*Exercise goal*:
Please explain why, according to the book review, "The Great Silence" reminded the reviewer more of Walter Lord's Day of Infamy than of "The Long Week-End."

*Extract*:
My initial assumption was that "The Great Silence" would be something like The Long Week-End: A Social History of Great Britain 1918-1939, the classic study of life in Britain between the wars by Robert Graves (who, as it happens, shows up several times in this book). In fact, "The Great Silence" is more narrowly focused in several senses. For one thing, the scope of the book lies mostly between 1918 and 1920 -- or, more precisely, between Armistice Day and the interment of the Unknown Warrior on the second anniversary of the armistice. But more importantly, instead of writing about trends and social movements, or getting mired in statistical or polling data, the author tells her story almost entirely through the eyes of specific people and their stories. What "The Great Silence" ended up reminding me of, far more than "The Long Week-End," was Walter Lord's Day of Infamy: The Classic Account of the Bombing of Pearl Harbor (not an obvious comparison, perhaps, but one that came to me because I've read and re-read Lord's book many times).

But while it's one thing to recount a discrete event like Pearl Harbor through the eyes of the participants, it's something much bigger and (I imagine) more difficult to survey an entire era, across places and social conditions, the same way. Juliet Nicolson has done a remarkable job. Her narrative moves with ease between the high and mighty on one hand and the maimed, destitute, and broken on the other, telling each story with grace and sympathy. In these pages, the Duke of Devonshire and Lady Diana Manners, for instance, share attention with maid Doris Scovell, pioneering and heroic plastic surgeon Harold Gillies, and three-year-old Pam Parish. It's kind of a pontillistic way of telling a story, and indeed I see some reviewers complaining that the author has missed "the big picture."

(Stored data entries)
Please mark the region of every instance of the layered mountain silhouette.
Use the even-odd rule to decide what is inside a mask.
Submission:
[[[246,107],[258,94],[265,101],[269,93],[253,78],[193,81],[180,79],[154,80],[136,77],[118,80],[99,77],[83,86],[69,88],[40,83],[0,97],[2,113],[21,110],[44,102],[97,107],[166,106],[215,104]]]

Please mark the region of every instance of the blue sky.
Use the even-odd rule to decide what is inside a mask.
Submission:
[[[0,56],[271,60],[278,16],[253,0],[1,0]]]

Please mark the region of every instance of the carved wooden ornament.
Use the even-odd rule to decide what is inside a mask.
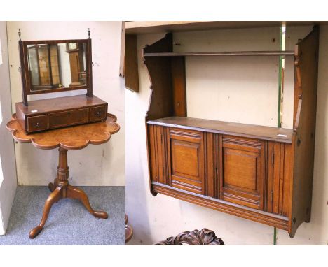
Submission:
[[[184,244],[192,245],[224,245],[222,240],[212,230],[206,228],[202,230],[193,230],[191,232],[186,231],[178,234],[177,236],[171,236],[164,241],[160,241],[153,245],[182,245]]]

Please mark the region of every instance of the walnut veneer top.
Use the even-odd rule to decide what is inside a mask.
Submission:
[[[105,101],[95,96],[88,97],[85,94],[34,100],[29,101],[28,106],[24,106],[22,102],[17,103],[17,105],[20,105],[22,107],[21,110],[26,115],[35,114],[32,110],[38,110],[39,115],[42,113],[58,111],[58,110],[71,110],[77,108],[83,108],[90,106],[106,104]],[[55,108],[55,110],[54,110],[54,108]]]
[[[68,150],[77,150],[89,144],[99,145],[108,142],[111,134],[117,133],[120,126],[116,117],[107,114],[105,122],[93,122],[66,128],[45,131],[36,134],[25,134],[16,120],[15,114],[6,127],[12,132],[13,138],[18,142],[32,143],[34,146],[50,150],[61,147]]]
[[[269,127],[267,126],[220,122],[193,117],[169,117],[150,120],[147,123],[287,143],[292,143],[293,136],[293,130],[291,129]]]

*Completed task*:
Rather than writing about trends, social movements or statistical and polling data, the author of "The Great Silence" tells the story almost entirely through the eyes of specific people and their stories. The comparison with Lord's book came to the reviewer because the reviewer had read and re-read it many times.